TASK BRIEF: Rewrite the data that follows with every "drop a single point" changed to "place one point" and nothing else altered.

DATASET ROWS:
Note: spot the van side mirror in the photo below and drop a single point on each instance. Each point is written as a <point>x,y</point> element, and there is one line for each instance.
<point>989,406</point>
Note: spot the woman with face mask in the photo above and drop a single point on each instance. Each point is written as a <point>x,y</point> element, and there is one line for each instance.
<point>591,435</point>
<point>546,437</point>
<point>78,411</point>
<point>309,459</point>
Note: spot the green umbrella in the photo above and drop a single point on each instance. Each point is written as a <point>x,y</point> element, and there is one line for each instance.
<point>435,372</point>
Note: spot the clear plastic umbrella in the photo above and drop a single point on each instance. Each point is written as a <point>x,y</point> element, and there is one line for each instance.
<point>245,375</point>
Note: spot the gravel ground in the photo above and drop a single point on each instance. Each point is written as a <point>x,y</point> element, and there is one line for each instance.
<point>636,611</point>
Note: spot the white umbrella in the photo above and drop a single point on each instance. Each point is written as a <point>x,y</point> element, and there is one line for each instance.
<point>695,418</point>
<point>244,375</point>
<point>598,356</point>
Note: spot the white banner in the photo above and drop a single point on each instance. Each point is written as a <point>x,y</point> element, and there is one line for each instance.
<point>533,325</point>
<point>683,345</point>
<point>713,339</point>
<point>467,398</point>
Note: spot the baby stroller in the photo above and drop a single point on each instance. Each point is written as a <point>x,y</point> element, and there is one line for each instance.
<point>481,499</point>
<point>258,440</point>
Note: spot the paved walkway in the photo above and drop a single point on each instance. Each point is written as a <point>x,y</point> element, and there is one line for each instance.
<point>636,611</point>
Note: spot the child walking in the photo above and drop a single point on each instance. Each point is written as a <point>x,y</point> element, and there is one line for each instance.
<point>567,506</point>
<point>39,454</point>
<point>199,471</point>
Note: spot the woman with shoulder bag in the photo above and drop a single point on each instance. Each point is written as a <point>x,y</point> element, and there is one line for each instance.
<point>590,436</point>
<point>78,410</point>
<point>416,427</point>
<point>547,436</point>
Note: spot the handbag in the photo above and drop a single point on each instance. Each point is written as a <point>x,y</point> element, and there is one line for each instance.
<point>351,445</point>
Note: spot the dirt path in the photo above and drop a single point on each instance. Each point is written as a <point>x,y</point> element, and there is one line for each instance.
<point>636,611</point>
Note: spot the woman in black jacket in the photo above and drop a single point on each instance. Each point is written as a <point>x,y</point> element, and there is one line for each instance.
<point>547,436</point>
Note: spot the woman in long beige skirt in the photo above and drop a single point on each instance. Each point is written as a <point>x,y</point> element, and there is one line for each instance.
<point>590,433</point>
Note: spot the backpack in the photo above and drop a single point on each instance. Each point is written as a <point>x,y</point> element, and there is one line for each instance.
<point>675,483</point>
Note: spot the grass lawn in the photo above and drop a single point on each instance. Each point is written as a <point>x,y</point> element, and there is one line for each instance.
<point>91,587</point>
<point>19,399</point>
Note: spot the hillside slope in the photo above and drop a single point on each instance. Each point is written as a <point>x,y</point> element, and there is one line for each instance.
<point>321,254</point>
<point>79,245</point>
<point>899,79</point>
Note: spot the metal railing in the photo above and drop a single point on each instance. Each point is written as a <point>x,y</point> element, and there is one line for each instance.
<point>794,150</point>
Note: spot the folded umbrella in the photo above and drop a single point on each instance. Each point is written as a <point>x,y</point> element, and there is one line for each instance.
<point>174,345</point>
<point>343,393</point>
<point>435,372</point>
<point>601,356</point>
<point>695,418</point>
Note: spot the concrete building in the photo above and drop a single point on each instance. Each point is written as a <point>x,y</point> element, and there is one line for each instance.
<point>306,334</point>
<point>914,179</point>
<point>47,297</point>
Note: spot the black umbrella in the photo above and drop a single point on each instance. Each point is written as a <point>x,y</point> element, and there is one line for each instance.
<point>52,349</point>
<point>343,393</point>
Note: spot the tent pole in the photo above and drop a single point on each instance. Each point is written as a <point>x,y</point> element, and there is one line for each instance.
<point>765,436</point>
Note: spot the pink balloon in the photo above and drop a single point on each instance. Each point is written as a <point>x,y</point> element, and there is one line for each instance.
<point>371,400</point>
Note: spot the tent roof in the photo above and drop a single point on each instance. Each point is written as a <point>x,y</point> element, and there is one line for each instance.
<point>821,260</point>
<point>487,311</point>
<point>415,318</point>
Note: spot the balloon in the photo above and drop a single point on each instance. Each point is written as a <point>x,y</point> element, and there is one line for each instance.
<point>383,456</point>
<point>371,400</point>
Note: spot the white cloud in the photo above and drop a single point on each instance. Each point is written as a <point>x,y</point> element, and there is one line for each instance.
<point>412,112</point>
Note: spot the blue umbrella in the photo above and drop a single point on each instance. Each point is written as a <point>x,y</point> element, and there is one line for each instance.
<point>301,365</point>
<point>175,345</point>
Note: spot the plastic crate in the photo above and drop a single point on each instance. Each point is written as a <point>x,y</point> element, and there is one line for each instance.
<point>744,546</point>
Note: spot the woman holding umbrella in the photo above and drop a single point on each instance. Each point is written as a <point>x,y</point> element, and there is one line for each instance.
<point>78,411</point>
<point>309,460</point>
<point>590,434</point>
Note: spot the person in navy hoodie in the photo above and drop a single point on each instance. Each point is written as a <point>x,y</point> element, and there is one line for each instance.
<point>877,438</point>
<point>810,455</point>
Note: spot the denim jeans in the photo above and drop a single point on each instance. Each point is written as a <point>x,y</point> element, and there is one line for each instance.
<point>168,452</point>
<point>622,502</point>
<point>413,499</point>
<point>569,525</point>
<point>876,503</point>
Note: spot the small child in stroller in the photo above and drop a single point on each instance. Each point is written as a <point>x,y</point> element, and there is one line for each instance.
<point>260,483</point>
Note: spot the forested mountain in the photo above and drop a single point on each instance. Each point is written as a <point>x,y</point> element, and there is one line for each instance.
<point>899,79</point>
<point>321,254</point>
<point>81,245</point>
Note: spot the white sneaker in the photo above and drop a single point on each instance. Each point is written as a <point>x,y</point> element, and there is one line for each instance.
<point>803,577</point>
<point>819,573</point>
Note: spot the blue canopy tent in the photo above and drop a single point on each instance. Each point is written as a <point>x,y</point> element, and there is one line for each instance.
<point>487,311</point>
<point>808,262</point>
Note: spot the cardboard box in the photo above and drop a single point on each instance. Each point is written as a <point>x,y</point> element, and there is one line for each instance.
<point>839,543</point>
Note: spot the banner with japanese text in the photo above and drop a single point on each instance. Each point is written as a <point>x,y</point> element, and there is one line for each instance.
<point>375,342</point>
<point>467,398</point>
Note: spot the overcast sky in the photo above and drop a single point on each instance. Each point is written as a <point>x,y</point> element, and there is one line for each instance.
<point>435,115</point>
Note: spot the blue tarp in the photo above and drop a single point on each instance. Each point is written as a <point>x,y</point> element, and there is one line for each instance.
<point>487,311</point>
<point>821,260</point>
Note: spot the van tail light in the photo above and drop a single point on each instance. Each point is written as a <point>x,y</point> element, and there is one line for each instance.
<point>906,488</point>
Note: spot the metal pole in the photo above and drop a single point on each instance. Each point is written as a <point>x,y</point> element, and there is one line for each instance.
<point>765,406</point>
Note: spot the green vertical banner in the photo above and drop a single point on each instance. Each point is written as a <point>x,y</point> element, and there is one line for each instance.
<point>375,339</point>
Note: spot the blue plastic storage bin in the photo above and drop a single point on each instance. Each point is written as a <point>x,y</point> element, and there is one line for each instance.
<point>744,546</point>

TASK RESULT:
Note: spot the van side mirror in the photo below and place one point on each instance. Each point is written as a <point>x,y</point> element, and there is one line for each instance.
<point>989,406</point>
Note: spot the woman with face mask in the photo above and place one point on each instance. Each point is written as a <point>x,y</point> element, and there is one line for each instance.
<point>591,435</point>
<point>546,437</point>
<point>78,411</point>
<point>309,459</point>
Note: spot the green umbrella in the photo above and place one point on each instance. Each point is written as a <point>x,y</point> element, and there is one line for each instance.
<point>435,372</point>
Note: spot the clear plastic umbrella in the photo above and place one point on each instance. Each point is written as a <point>x,y</point> element, and there is one line for each instance.
<point>245,375</point>
Note: spot the gravel ground in the photo above and place one point on each instance. Each point is written as a <point>x,y</point> element, and there is one line for each instance.
<point>636,611</point>
Note: spot the white umbrella in the photo above and place one point on each instance. Each point is written as a <point>x,y</point> element, and there is one line for each instance.
<point>695,418</point>
<point>244,375</point>
<point>598,356</point>
Note: spot the white banner in the photo above and place one point on each instance. Each point is written as a <point>x,y</point> element, and there is one line for each instance.
<point>533,325</point>
<point>683,345</point>
<point>713,339</point>
<point>467,398</point>
Note: spot the baby stroller in the photo above and place one point on each instance. Each point is written as a <point>x,y</point> element, and there is one line for each instance.
<point>481,499</point>
<point>258,440</point>
Note: spot the paved walkway in the photo above and place one point on each instance. Each point is written as a <point>x,y</point> element, and there is one line for each instance.
<point>636,611</point>
Note: spot the child walking in the photo above and place one point on each instance. Each point is written as a <point>x,y</point> element, and there is one line for each instance.
<point>567,506</point>
<point>39,454</point>
<point>199,471</point>
Note: spot the woman with shoulder bag in the photo above and place one point on each instance. Each point is written as a <point>x,y</point> element, and there is one line for each instance.
<point>590,436</point>
<point>78,410</point>
<point>416,427</point>
<point>547,436</point>
Note: spot the handbag in the photo above and place one point on each instance. Each point is written as a <point>x,y</point> element, and there is one line for each instance.
<point>351,445</point>
Note: spot the dirt path in the photo above and place one point on each instance. Each point is written as a <point>x,y</point> element, and there is one line for each instance.
<point>636,611</point>
Note: spot the woman in black jacket in the photo above and place one point on each instance. Each point is written as a <point>x,y</point> element, and there is one line for each instance.
<point>547,436</point>
Note: spot the woman in long beige skirt in the photo above and place one point on each instance. Each point is written as a <point>x,y</point> element, and there is one line for each instance.
<point>590,433</point>
Note: spot the backpack in the photo above and place one point on each instance. Each point is written as a <point>x,y</point> element, and there is one line for each instance.
<point>675,483</point>
Note: spot the grass lawn in the photo above and place one point on each instance. Each point is written as a <point>x,y</point> element, and there is one line for each instance.
<point>91,587</point>
<point>19,399</point>
Note: spot the hillside slope in the photo above and place one point on each instance. Each point is written as a <point>x,y</point> element, and there is one line for each instance.
<point>321,254</point>
<point>79,245</point>
<point>899,79</point>
Note: spot the metal railing in the photo above and place one point on each instance. Each point is written as a <point>x,y</point> element, and there is one line for each instance.
<point>794,150</point>
Note: spot the folded umbrella in the photo above and place one point on each instance. Each point is written as a <point>x,y</point> element, and there is one line for each instance.
<point>174,345</point>
<point>343,393</point>
<point>435,372</point>
<point>601,356</point>
<point>695,418</point>
Note: spot the concrete building in the photo above and place one point on each instance. Each point is written as a <point>x,y</point> element, and there is one line for each instance.
<point>306,334</point>
<point>914,179</point>
<point>47,297</point>
Note: spot the black umbrella in the photo above and place one point on each instance. Each point is written as a <point>x,y</point> element, and there is one line for each instance.
<point>52,349</point>
<point>343,393</point>
Note: spot the tent pole in the photo above and place one point on each instance. Each point is written as a <point>x,y</point> element, and there is one line for each instance.
<point>765,436</point>
Note: spot the pink balloon in the photo above and place one point on each instance. Each point is written as a <point>x,y</point> element, and there is one line for each instance.
<point>371,400</point>
Note: spot the tent roof in the photo above and place one point on each instance. Each point is written as a <point>x,y</point> element, and there is one line for each instance.
<point>821,260</point>
<point>487,311</point>
<point>415,318</point>
Note: spot the balloon in the photo above and place one point on each instance. Each point is written as a <point>x,y</point> element, and there is one line for each instance.
<point>383,456</point>
<point>371,400</point>
Note: spot the white cloud in the photo above and place one point on each instance. Each point is written as a <point>x,y</point> element, and there is one line for each instance.
<point>412,112</point>
Note: spot the blue umbrella in the photo above and place one point on each instance. Each point is written as a <point>x,y</point> element, and there is one line for each instance.
<point>301,365</point>
<point>175,345</point>
Note: spot the plastic crate in the photo above and place one point on each instance. Each point is written as a <point>x,y</point> element, and there is one line for each instance.
<point>744,546</point>
Note: spot the woman holding umbrella in the photo above and place one point on each instance. Each point is written as a <point>x,y</point> element, and there is one line for each instance.
<point>78,411</point>
<point>309,460</point>
<point>590,434</point>
Note: spot the person in navy hoodie in the photo above and place one point on each instance. Each point is written as a <point>x,y</point> element, and there is one line for each instance.
<point>877,438</point>
<point>810,455</point>
Note: spot the denim jeans in the photo above and place one point on each instance. Each point is written as a <point>x,y</point> element, and there is one line for each instance.
<point>168,452</point>
<point>622,502</point>
<point>413,499</point>
<point>569,525</point>
<point>876,503</point>
Note: spot the small child in stroller in the photo above and place one point on each instance. Each point is written as a <point>x,y</point> element, and there is one line for each instance.
<point>260,483</point>
Note: spot the forested mountain in the photo above and place one point on each instance. Each point is written as a <point>x,y</point> element, and there is one line for each instance.
<point>899,79</point>
<point>321,254</point>
<point>81,245</point>
Note: spot the white sneaker in the photo above and place one point on each instance. Each point is written as a <point>x,y</point> element, and there is one line for each instance.
<point>803,577</point>
<point>819,573</point>
Note: spot the blue canopy tent in the photo above and place one point on each instance. Each point is written as a <point>x,y</point> element, and there is one line for each instance.
<point>487,311</point>
<point>808,262</point>
Note: spot the cardboard box in the photo above and place one point on each instance. Each point is written as a <point>x,y</point> element, and there is one line for each instance.
<point>839,543</point>
Note: spot the banner with japanese text in the photo above and place one point on each instance. Each point is written as a <point>x,y</point> element, and there is one line for each instance.
<point>375,342</point>
<point>467,398</point>
Note: spot the overcast sky in the photo above and place one point on each instance. Each point is written as a <point>x,y</point> element, and there is one line for each instance.
<point>435,115</point>
Note: spot the blue tarp in the photo above and place one point on each instance. Each point is written as a <point>x,y</point> element, and there is one line for each instance.
<point>487,311</point>
<point>821,260</point>
Note: spot the van tail light in the photo above and place one point on each instance. Each point is written as a <point>x,y</point> element, and there is one line for each instance.
<point>906,488</point>
Note: spot the metal pole in the photo above and place one point on each instance. Each point is written as a <point>x,y</point> element, and there is one line for each instance.
<point>765,406</point>
Note: spot the green vertical banner in the photo above and place one point on each instance. Each point is written as a <point>x,y</point> element, and there is one line for each instance.
<point>375,339</point>
Note: spot the blue plastic storage bin in the photo above and place one point on each instance. Each point is written as a <point>x,y</point> element, and there is one line for each instance.
<point>744,546</point>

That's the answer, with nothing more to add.